— begin THE INPUT —
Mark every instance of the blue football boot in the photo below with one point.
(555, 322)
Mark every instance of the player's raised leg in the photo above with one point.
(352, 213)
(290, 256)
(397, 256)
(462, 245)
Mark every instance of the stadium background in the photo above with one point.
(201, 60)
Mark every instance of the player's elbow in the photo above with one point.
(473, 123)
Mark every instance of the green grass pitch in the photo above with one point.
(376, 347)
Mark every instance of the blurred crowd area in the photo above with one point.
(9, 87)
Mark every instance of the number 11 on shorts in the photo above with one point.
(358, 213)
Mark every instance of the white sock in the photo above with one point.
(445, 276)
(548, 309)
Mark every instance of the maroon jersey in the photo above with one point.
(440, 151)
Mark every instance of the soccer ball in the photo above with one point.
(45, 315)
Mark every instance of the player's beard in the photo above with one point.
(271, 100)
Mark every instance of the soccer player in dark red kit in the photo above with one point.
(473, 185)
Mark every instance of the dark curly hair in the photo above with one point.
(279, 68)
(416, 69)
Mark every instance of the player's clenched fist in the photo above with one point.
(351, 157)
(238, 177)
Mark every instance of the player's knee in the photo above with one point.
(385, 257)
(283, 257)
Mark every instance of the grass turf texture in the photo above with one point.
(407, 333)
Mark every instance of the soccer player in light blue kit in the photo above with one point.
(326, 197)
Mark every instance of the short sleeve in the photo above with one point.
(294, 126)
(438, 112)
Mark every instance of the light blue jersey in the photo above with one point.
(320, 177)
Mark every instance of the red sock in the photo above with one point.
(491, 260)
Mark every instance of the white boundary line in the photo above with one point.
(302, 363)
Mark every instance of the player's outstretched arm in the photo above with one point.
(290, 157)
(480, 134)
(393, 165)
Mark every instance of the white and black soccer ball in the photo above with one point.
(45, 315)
— end THE INPUT —
EXERCISE DETAILS: Convert the records above into a JSON list of strings, one string per line, leaving out blank lines.

COMPLETED TASK:
[
  "Mark every instance of the blue football boot in the photo below with one point.",
  "(555, 322)",
  "Mark every instance of the player's raised leg in the photo above with one point.",
  "(352, 213)",
  "(290, 256)",
  "(397, 256)",
  "(462, 245)",
  "Mark every instance of the stadium background in the photo above with one point.",
  "(201, 60)",
  "Mark every instance of the player's elbow in the photo above with one point.",
  "(473, 123)",
  "Mark every instance of the green grass pitch in the photo above with one point.",
  "(376, 347)",
  "Mark every instance of the blurred crowd area in the photo above with one point.",
  "(9, 87)",
  "Mark every instance of the number 11 on shorts in the photo above with one point.",
  "(358, 213)",
  "Mark every instance of the white sock in the photo above with one point.",
  "(445, 276)",
  "(548, 309)",
  "Mark every instance of the maroon jersey in the photo above with one point.",
  "(440, 151)",
  "Mark every instance of the soccer ball in the photo above with one point.",
  "(45, 315)",
  "Mark every instance of the player's beard in the photo above with one point.",
  "(271, 100)",
  "Mark every instance of the soccer player in dark red kit in the photo above with one point.",
  "(473, 185)",
  "Mark every instance of the dark curly hair in the photo above with one point.",
  "(279, 68)",
  "(416, 69)",
  "Mark every instance of the player's clenched fist in the photo above with one point.",
  "(351, 157)",
  "(238, 177)",
  "Mark every instance of the player's knee in the photo above with one point.",
  "(385, 257)",
  "(283, 257)",
  "Mark every instance of the grass turf texture in the photo above with one point.",
  "(407, 333)",
  "Mark every instance of the soccer player in light blue kit in the photo above with one point.",
  "(326, 197)",
  "Mark every instance of the short sleeve in the photo above with one point.",
  "(294, 126)",
  "(438, 112)",
  "Mark every instance of the light blue jersey in the photo above with one point.",
  "(320, 177)",
  "Mark every instance of the red sock in the photo above with one point.",
  "(491, 260)",
  "Mark every instance of the white boundary line in the photo above with one point.",
  "(302, 363)",
  "Mark every instance of the player's outstretched arm in the photo above with one point.",
  "(290, 157)",
  "(480, 134)",
  "(393, 165)",
  "Mark every instance of the white and black soccer ball in the photo above with one point.",
  "(45, 315)"
]